Texto dado
▶
Haití se ha desmoronado, como un castillo de naipes. Abrió la tierra su implacable boca y se tragó cabañas y palacios, como un Don Juan telúrico y cobarde. Entre el suelo y el cielo, no se ha salvado nada. Ante nuestros ojos atónitos - el horror en directo -, se amontonan los muertos y los vivos de esta tragedia estólida y macabra. La mala suerte llama al infortunio, y el infortunio llama a la debacle, y la debacle llama al acabose, y el acabose llama al esperpento, y uno se va quedando sin palabras.
Quisiera tener uno un batallón de luces, caricias, estructuras, anestesias, vendajes para enviarlo a luchar contra el infierno que uno, a golpe de foto, se imagina sin tener corazón para entenderlo. Uno quisiera a veces tener sangre en las venas, o mucha fortaleza, o un poco más de vida, para entrar en los flacos hospitales, como Hernández lo hacía en las azucenas, y salvar de este nuevo cataclismo a ese ciento de miles de cadáveres, devolverle a un lisiado su extremidad talada o coserle a ese niño la cejita partida.
◀
Ejercicio 1
Resume en dos frases el texto sobre Haití.
Ejercicio 2
Reproduce, por favor, tal cual el fragmento del texto sobre Haití que va de "Haití se ha" a "quedando sin palabras.".
Ejercicio 3
Escribe la continuación del texto sobre Haití a partir de su última frase.
No hace falta usar los datos.

Datos proporcionados
▶
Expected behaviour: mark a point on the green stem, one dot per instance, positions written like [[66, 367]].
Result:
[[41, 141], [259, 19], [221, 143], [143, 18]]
◀
Respuesta escrita 1
Haití se ha desmoronado: la tierra se abrió y se tragó cabañas y palacios sin que se salvara nada, y ante el horror de los muertos y los vivos amontonados uno se va quedando sin palabras. Uno quisiera tener fuerzas y remedios para entrar en los hospitales, salvar a esos cientos de miles de cadáveres, devolverle a un lisiado su extremidad o coserle a un niño la ceja partida.

Respuesta escrita 2
Haití se ha desmoronado, como un castillo de naipes. Abrió la tierra su implacable boca y se tragó cabañas y palacios, como un Don Juan telúrico y cobarde. Entre el suelo y el cielo, no se ha salvado nada. Ante nuestros ojos atónitos - el horror en directo -, se amontonan los muertos y los vivos de esta tragedia estólida y macabra. La mala suerte llama al infortunio, y el infortunio llama a la debacle, y la debacle llama al acabose, y el acabose llama al esperpento, y uno se va quedando sin palabras.

Respuesta escrita 3
Pero cualquier ayuda que mandemos, por generosa y rápida que sea, llegará irremediablemente tarde. Ya no podrá impedir que se hundan las chabolas, ni que las epidemias se propaguen, ni que el dolor se alíe con la miseria, ni que el caos absoluto replique la derrota. Haití estaba desnuda frente a este terremoto, y ahora, cuando les llegue la urgentísima ayuda, tendrá algo de patética esa prisa. La pobreza, señores, es lo que ha sucedido. Qué tonto era aquel cuento que decía que ser feliz consiste en no tener camisa.